Problem statement:
Count how many of the lines below contain the string "shadowed". Reply with the number alone.

Dataset excerpts:

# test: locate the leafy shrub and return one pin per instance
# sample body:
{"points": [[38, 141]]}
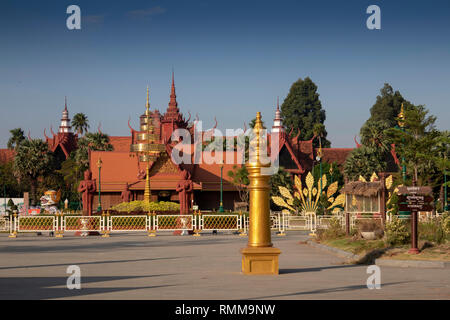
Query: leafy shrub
{"points": [[144, 206], [446, 223], [370, 225], [396, 232], [436, 231], [334, 230]]}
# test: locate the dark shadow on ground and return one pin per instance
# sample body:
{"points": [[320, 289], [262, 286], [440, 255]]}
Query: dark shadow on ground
{"points": [[329, 290], [316, 269], [370, 257], [87, 263], [43, 287], [100, 244]]}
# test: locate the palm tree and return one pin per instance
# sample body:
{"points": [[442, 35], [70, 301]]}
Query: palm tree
{"points": [[31, 162], [80, 123], [373, 135], [17, 137]]}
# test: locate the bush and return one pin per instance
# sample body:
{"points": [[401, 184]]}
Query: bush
{"points": [[144, 206], [334, 230], [436, 231], [432, 231], [371, 225], [396, 232], [446, 223]]}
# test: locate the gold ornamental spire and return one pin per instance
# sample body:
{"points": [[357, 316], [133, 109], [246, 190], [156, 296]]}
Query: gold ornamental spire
{"points": [[259, 257], [147, 105], [401, 117]]}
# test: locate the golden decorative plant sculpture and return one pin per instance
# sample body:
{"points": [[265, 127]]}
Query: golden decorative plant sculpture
{"points": [[309, 196]]}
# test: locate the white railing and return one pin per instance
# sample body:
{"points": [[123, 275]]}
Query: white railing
{"points": [[4, 224], [220, 222], [152, 223]]}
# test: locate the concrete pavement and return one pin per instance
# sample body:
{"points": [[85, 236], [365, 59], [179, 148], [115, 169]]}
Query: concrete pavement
{"points": [[134, 266]]}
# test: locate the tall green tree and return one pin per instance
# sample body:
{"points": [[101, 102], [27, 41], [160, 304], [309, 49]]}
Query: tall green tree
{"points": [[17, 137], [281, 178], [373, 135], [417, 142], [32, 161], [9, 183], [302, 109], [363, 161], [80, 123], [387, 106]]}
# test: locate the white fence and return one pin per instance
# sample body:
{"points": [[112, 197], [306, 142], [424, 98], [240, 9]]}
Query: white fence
{"points": [[152, 223]]}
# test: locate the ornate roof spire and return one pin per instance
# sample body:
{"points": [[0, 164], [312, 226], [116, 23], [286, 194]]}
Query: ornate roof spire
{"points": [[278, 121], [65, 121], [172, 112]]}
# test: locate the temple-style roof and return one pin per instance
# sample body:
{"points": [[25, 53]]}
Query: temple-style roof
{"points": [[360, 188], [338, 155], [120, 144]]}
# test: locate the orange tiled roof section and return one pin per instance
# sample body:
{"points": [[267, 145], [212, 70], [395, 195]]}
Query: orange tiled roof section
{"points": [[338, 155], [120, 144], [6, 155]]}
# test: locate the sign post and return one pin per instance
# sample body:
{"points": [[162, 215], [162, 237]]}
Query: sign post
{"points": [[415, 199]]}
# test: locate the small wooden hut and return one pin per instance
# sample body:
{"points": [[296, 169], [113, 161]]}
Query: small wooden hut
{"points": [[364, 197]]}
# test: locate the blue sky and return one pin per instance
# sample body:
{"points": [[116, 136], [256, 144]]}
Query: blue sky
{"points": [[231, 59]]}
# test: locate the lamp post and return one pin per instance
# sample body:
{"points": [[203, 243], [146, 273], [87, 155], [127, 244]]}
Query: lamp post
{"points": [[401, 124], [221, 189], [331, 173], [445, 188], [99, 165], [4, 195], [319, 158]]}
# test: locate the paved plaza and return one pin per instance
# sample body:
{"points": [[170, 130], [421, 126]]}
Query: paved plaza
{"points": [[134, 266]]}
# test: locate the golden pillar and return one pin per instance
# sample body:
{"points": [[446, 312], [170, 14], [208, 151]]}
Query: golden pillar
{"points": [[259, 257], [147, 193]]}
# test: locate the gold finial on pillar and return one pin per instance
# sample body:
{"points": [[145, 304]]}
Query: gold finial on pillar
{"points": [[401, 117], [259, 257], [147, 105]]}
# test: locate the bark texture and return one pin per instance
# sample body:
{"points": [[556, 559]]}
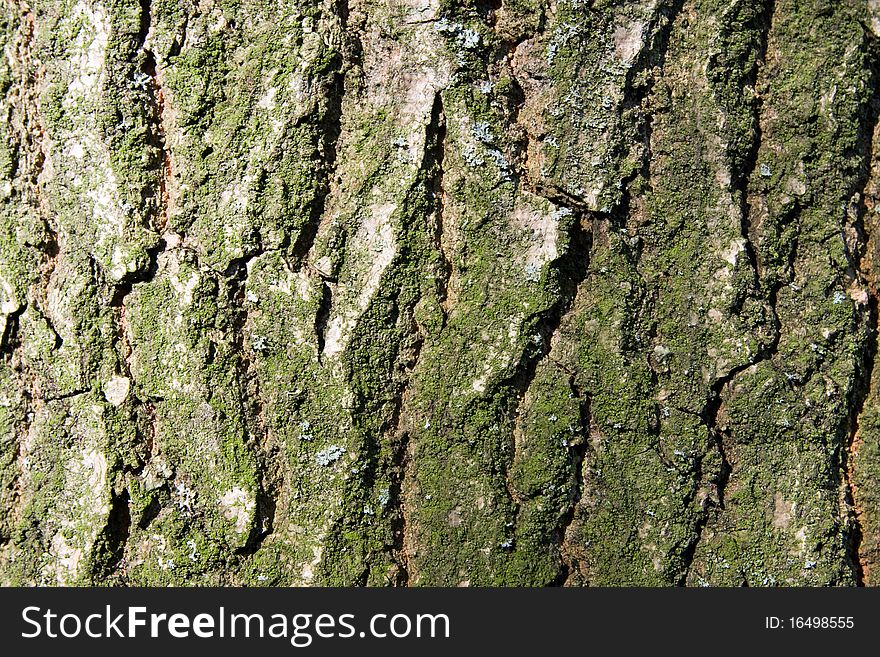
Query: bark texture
{"points": [[439, 292]]}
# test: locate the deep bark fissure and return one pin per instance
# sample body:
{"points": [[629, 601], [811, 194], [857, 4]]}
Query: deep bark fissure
{"points": [[866, 271]]}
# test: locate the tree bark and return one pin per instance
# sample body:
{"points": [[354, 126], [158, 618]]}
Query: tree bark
{"points": [[436, 292]]}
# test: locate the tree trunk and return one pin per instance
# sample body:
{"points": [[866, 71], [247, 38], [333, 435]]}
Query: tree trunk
{"points": [[426, 292]]}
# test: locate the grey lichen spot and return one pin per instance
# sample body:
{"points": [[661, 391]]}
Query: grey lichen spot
{"points": [[116, 390], [329, 455]]}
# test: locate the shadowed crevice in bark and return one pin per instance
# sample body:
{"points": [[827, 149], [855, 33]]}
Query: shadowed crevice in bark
{"points": [[866, 267]]}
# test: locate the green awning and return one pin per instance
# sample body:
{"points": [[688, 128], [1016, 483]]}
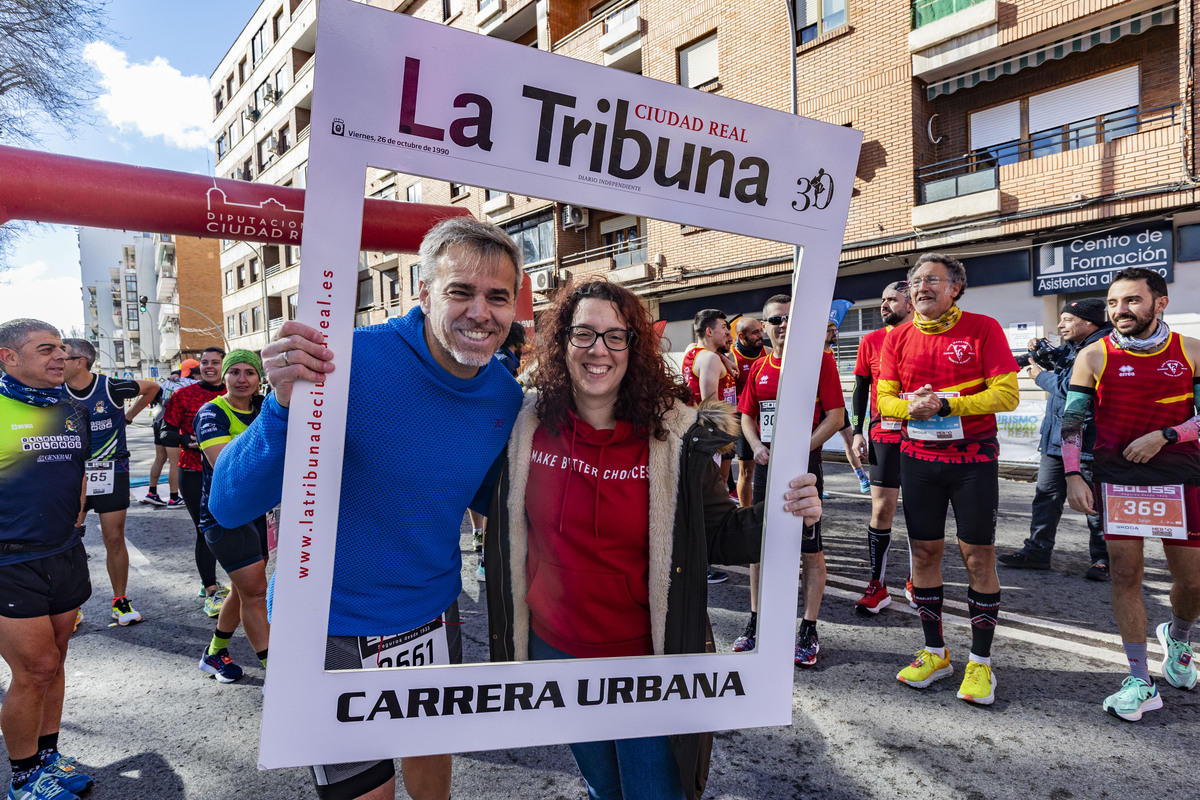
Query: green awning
{"points": [[1060, 49]]}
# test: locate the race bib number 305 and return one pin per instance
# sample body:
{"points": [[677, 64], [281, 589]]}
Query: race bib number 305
{"points": [[421, 647], [766, 421], [1149, 511], [936, 428]]}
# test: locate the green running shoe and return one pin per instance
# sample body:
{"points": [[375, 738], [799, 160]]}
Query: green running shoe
{"points": [[1179, 663], [1134, 698]]}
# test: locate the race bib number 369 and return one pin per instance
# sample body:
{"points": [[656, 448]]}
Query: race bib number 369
{"points": [[1149, 511]]}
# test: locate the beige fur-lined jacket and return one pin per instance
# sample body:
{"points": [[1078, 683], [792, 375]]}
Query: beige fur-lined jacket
{"points": [[693, 523]]}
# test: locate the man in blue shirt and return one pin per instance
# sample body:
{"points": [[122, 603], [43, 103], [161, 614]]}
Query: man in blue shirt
{"points": [[45, 443], [397, 564]]}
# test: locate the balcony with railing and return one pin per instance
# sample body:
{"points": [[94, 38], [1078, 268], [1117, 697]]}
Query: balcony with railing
{"points": [[623, 260], [1086, 158]]}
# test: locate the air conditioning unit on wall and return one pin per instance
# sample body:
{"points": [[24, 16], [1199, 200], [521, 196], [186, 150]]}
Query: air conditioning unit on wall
{"points": [[574, 217], [543, 280]]}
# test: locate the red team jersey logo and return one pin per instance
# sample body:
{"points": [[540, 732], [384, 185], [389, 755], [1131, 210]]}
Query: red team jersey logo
{"points": [[960, 352], [1173, 368]]}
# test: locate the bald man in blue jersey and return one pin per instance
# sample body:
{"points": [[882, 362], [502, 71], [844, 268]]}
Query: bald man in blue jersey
{"points": [[433, 365]]}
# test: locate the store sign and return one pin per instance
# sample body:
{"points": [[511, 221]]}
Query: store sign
{"points": [[1089, 263]]}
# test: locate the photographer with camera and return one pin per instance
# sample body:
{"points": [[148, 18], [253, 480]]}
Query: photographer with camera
{"points": [[1081, 323]]}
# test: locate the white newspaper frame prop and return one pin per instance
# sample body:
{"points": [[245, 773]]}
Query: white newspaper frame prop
{"points": [[791, 180]]}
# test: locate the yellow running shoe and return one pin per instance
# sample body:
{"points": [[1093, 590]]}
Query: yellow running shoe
{"points": [[978, 685], [925, 668]]}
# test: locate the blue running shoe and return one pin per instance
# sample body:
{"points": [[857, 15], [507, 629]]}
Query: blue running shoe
{"points": [[221, 666], [41, 786], [66, 771]]}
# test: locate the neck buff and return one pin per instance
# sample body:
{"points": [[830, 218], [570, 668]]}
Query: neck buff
{"points": [[747, 352], [940, 325], [13, 389], [1141, 346]]}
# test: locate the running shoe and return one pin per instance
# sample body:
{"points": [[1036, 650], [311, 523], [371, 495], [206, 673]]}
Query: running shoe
{"points": [[874, 600], [1179, 662], [925, 668], [748, 639], [41, 786], [221, 666], [978, 684], [66, 771], [124, 612], [213, 602], [153, 499], [807, 649], [1135, 698]]}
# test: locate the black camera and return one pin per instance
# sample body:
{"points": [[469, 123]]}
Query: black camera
{"points": [[1043, 355]]}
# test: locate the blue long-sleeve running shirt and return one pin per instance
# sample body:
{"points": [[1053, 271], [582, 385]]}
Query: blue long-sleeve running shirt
{"points": [[419, 445]]}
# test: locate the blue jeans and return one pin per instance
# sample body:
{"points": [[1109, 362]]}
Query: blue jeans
{"points": [[625, 769], [1048, 499]]}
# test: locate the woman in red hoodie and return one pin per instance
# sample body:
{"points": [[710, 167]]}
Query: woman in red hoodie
{"points": [[606, 516]]}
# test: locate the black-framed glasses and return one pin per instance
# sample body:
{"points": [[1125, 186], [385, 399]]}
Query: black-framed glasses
{"points": [[617, 338]]}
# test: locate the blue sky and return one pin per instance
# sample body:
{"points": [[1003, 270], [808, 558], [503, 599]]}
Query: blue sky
{"points": [[154, 110]]}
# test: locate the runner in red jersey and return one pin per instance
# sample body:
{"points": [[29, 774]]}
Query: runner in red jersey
{"points": [[747, 350], [882, 451], [178, 420], [947, 373], [707, 365], [1141, 379], [757, 408]]}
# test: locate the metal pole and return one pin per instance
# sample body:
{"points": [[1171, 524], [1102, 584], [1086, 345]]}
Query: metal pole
{"points": [[791, 59]]}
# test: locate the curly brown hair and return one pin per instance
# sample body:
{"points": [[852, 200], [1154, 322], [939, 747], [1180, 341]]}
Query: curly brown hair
{"points": [[648, 389]]}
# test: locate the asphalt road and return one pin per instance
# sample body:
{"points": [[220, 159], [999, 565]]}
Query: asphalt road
{"points": [[148, 725]]}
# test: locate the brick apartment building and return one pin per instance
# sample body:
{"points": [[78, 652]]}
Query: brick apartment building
{"points": [[1043, 143]]}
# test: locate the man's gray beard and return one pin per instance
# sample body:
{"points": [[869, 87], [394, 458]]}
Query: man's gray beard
{"points": [[459, 355]]}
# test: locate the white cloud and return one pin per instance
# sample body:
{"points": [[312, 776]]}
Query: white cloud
{"points": [[28, 292], [154, 98]]}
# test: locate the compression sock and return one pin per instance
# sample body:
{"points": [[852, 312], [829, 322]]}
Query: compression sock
{"points": [[929, 607], [879, 542], [984, 608], [1181, 629], [47, 747], [1135, 651], [23, 769], [220, 641]]}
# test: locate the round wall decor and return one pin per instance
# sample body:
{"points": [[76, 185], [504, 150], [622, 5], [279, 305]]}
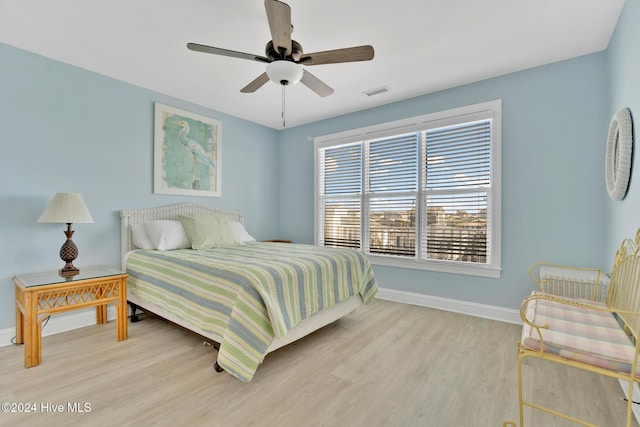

Result for this task:
2